**EXERCISE**.
Write out every line of the material below again, requests included but pictures left out. Multiply each point coordinate in the answers by 1.95 and round to whole numbers, with halves going up, but leave the numbers in the requests and their format samples unchanged.
╭─ DATA EXCERPTS
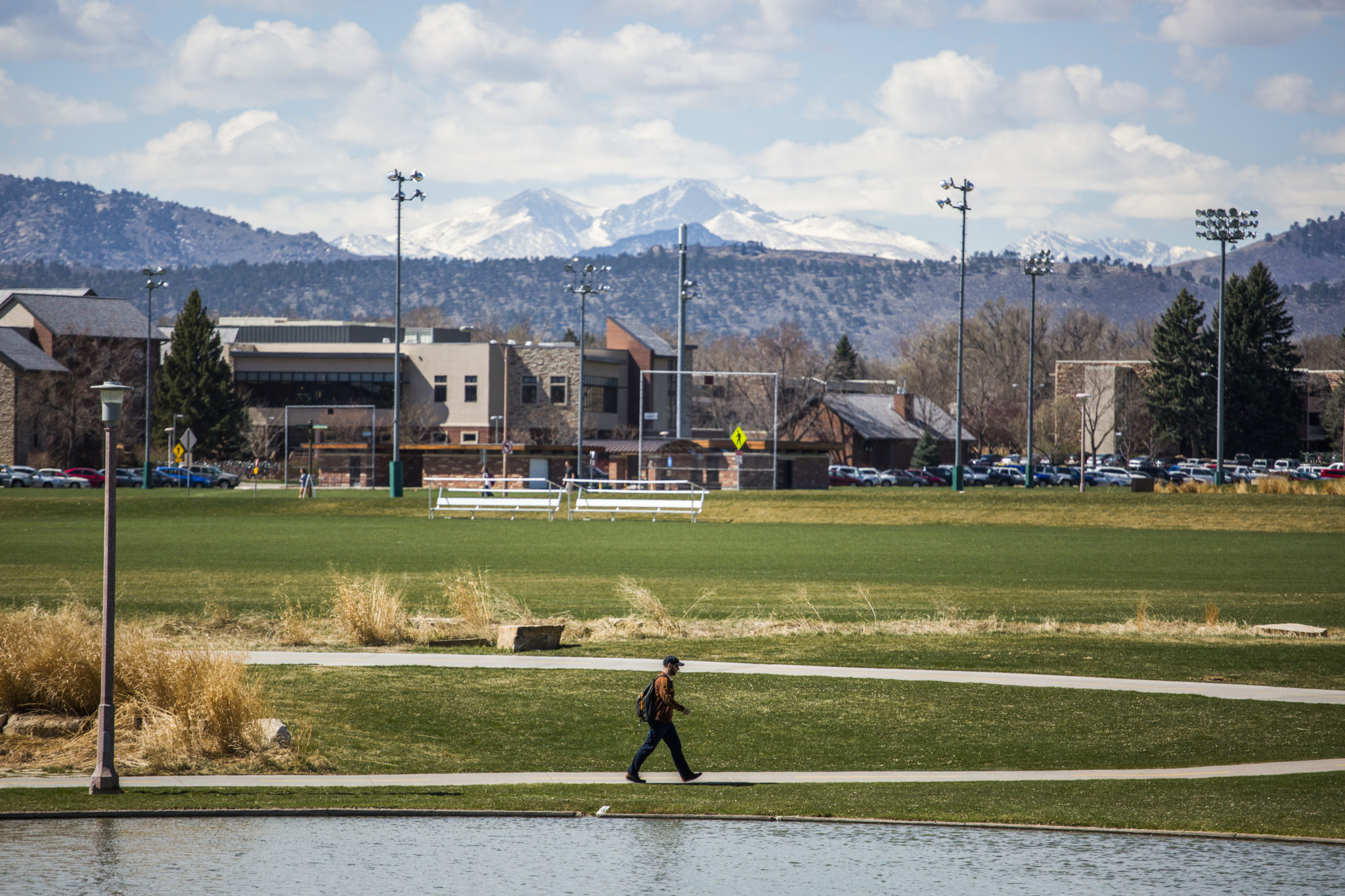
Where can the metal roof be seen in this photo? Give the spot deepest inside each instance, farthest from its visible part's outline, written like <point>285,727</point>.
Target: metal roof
<point>82,314</point>
<point>875,418</point>
<point>24,355</point>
╰─
**ANSWER BELOW**.
Where can the metal roof be seen in this photo? Give the spot deepest inside each instance, farthest from its visible part's outline, written like <point>285,727</point>.
Target: metal roof
<point>160,612</point>
<point>1706,815</point>
<point>47,692</point>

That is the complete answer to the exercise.